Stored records
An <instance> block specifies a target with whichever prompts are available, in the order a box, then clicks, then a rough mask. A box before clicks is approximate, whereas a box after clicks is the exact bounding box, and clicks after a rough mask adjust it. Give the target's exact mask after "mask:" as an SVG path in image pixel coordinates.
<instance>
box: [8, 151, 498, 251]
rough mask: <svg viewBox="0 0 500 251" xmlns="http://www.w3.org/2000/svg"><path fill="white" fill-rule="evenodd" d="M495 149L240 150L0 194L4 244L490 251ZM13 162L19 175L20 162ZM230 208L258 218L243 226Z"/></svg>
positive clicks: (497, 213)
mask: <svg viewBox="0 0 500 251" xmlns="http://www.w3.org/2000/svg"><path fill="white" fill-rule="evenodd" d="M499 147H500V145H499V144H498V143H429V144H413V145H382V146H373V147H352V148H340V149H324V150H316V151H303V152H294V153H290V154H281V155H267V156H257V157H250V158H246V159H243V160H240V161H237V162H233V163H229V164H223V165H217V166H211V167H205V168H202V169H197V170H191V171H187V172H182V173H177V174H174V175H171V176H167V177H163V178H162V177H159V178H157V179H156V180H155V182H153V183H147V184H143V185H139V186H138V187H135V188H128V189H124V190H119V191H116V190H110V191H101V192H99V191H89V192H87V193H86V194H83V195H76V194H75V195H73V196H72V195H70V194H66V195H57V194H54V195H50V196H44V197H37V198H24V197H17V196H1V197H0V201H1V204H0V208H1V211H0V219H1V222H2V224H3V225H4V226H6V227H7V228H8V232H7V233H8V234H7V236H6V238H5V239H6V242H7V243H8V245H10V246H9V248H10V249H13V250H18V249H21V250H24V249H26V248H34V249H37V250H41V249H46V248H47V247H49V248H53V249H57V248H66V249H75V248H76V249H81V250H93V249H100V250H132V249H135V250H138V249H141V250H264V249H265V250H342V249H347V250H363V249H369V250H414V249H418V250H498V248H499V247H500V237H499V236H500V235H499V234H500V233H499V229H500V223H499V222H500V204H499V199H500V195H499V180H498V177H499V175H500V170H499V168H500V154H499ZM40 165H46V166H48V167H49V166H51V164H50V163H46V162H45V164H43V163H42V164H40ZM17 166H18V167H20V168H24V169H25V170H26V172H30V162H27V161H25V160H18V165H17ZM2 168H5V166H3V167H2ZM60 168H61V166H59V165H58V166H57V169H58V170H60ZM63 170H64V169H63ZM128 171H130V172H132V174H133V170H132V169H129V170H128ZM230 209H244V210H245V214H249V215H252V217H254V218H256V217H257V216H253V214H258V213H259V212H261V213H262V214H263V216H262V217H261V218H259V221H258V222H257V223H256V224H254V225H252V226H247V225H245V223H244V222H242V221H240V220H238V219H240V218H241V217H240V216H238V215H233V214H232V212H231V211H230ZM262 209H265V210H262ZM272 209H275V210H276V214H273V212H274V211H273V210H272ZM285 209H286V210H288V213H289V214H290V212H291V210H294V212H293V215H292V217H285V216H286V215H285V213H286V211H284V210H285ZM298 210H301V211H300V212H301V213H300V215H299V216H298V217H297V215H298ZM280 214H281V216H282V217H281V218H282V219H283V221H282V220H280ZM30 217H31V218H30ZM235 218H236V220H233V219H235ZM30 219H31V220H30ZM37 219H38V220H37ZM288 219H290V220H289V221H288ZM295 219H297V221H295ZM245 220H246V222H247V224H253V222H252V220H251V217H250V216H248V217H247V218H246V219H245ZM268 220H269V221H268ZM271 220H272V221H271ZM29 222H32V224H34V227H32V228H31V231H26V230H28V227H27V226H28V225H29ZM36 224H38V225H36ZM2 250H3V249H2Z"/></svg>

• [WHAT THIS TASK INVOLVES]: Lines holding the word "instance" are the answer; copy each one from the records above.

• [YOUR SOLUTION]:
An <instance> block specifies a target with whichever prompts are available, in the order a box, then clicks, then a rough mask. A box before clicks is approximate, whereas a box after clicks is the exact bounding box, and clicks after a rough mask adjust it. Give the target's exact mask after "mask:" as an SVG path in image pixel coordinates.
<instance>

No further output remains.